===== Supplied text

The following is a timeline of computer history, beginning with rudimentary counting aids and continuing up to our present time.

 

References:

Intel Corporation:  www.intel.com

IEEE Computer Society:  www.computer.org

Englander, Irv.  The Architecture of Computer Hardware and Systems Software, 2nd Ed.  John Wiley & Sons, 2000.

Encyclopaedia Britannica, 2005.

 

Prehistory to 1959

1960 to the Present

 

~300 B.C.

Although various primitive counting aids have doubtless been used by many cultures for thousands of years, the earliest surviving abacus was discovered in Babylonia from this time period.

~800 A.D.

The concept of the algorithm, a formal method for solving problems, is put forth by Muhammad ibn Musa Al'Khowarizmi.  This would eventually form the basis of modern computer programming techniques.

1612

John Napier makes first printed use of the decimal point, and invents logarithms and several types of mechanical multiplication aids.

1622

William Oughtred invents the slide rule.

1623

William Schickard describes an adding machine with an automatic carry capability.  However, none of his prototypes survived.

1642

Blaise Pascal is credited with inventing the first adding machine with automatic carry, the Pascalene.

1673

Gottfried Leibniz builds a calculator capable of multiplication by repeatedly adding a number into an accumulator, not unlike  the use of registers in modern computers.

1801

Joseph-Marie Jacquard invents a loom which uses punched cards to control the pattern of the fabric.

1820 Charles Xavier Thomas de Colmar of France invents the Arithmometer, the first commercial mass produced calculating device.  Allowing users to perform addition, subtraction, multiplication and division, it remains popular for the next ninety years.

==========
===== Supplied information

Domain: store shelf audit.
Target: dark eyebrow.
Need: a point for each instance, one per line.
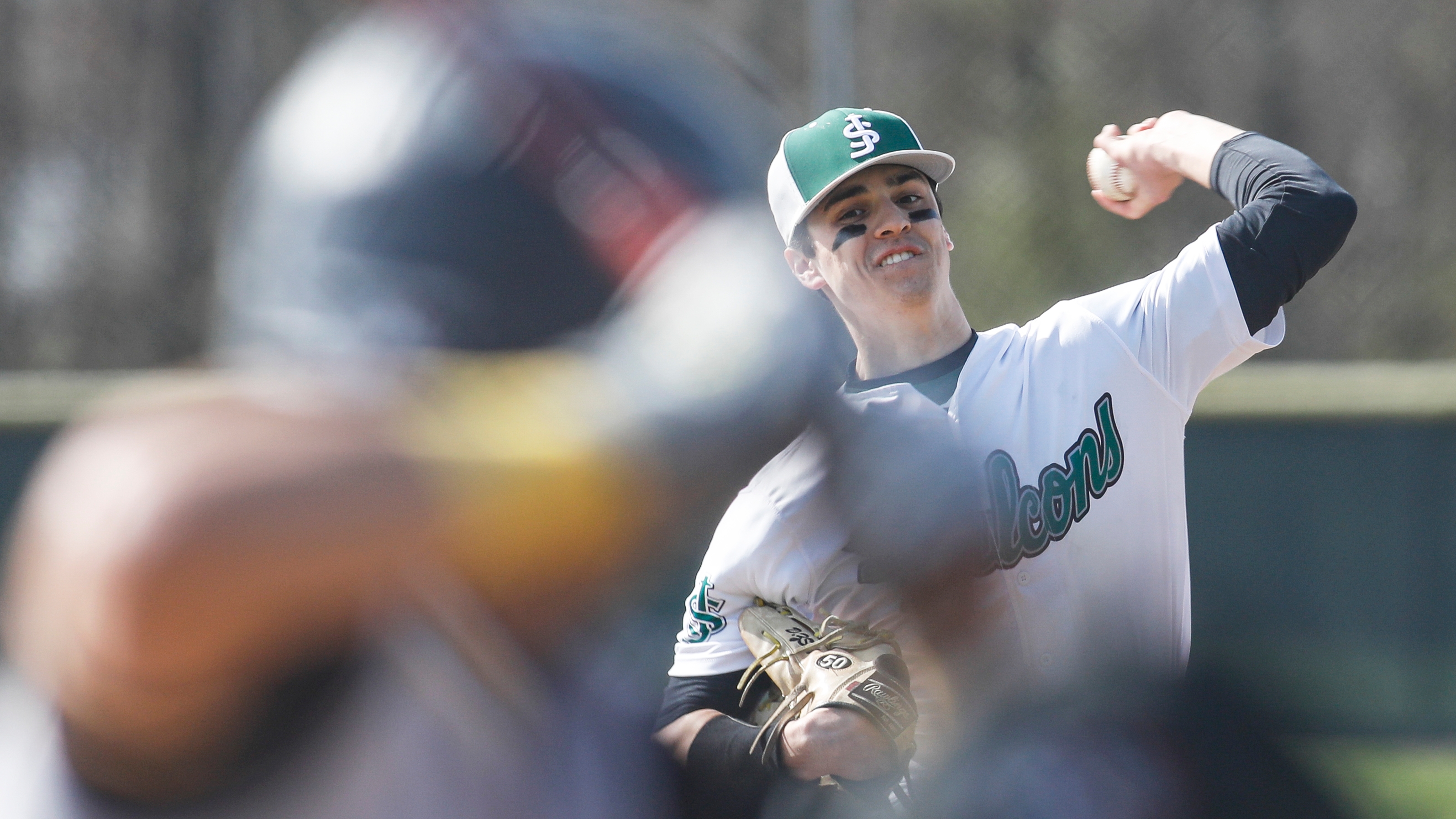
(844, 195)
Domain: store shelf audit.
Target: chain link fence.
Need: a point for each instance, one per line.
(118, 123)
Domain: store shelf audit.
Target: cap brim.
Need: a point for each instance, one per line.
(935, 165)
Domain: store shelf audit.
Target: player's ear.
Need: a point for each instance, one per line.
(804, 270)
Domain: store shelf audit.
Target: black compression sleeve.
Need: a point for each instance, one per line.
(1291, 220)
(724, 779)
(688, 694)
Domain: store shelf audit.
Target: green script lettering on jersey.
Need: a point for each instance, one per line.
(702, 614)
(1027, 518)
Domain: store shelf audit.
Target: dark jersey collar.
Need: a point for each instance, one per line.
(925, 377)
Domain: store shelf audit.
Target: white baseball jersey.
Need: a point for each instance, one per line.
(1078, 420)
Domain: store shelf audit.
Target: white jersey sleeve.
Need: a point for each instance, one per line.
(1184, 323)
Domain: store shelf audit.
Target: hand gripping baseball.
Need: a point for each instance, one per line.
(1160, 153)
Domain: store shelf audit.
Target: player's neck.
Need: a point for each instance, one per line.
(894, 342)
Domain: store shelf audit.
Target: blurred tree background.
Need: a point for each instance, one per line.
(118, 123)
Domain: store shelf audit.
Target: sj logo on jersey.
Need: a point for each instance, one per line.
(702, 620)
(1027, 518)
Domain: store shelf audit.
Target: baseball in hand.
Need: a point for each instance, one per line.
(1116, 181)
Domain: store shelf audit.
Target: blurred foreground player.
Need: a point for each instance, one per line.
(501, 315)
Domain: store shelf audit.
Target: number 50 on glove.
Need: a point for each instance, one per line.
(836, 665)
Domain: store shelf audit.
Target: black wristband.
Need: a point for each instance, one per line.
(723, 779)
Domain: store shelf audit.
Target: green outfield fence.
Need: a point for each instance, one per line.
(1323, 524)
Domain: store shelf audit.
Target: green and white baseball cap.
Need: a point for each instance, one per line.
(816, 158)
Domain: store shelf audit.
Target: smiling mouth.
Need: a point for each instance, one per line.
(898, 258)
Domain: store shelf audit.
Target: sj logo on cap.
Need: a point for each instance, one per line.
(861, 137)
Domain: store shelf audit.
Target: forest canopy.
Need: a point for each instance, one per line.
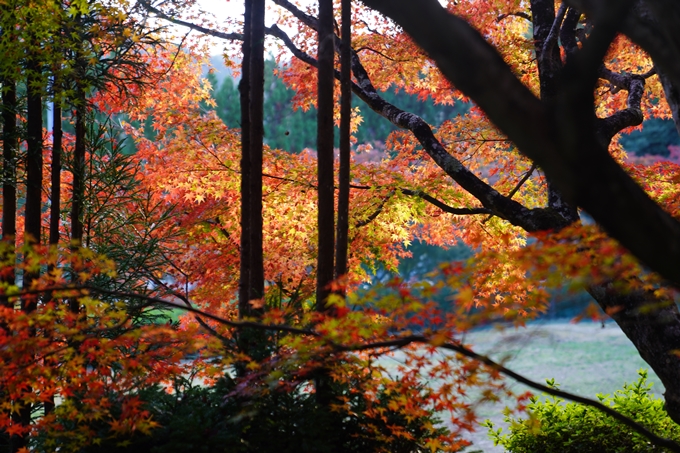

==========

== Job A ==
Translate this sentence from the computer history timeline into Spanish: "William Oughtred invents the slide rule."
== Job B ==
Continue the computer history timeline after its 1820 entry, adding further dated entries in the same style.

== Right answer A ==
William Oughtred inventa la regla de cálculo.

== Right answer B ==
 

1822

Charles Babbage recognizes the need for a computing machine for computing celestial and navigational tables.  He devotes his life to designing the steam-powered Difference Engine.

1833

Babbage expands his work to a more general purpose computer, the Analytical Engine, in which he describes the basic components of modern computers.

1842

Ada Byron King, Countess of Lovelace, translates a description of the Analytical Engine, adding her own notes on programming the device, becoming the world's first programmer.

1847-1849

Babbage created several drawings for the design of the Difference Engine, but was unable to build the device due to technological limitations of the day.  After his death, his son built the arithmetic logic unit for the device and sent copies of it around the world, including Harvard University.

1854

George Boole describes a system of symbolic logic that later becomes known as Boolean Algebra, a vital part of computer design.

1890

Herman Hollerith invents a data processing machine using punched cards for use in tabulating data in the 1890 U.S. Census.  He founds a company to market these machines, Hollerith Tabulating Company.  In later years punched computer cards are known as Hollerith cards.

1892 William Burroughs is granted a patent for one of the first practical and successful commercial calculators.  His company later becomes the Burroughs Adding Machine Company.

 

1914

The Hollerith Tabulating Company merges with two other companies to form the Calculating-Tabulating-Recording (C-T-R) company.

1924

The C-T-R company is renamed IBM.

1925

Vannevar Bush of MIT invents the differential analyzer, which incorporates the functionality of a slide rule with the capability of calculating integration and differentiation.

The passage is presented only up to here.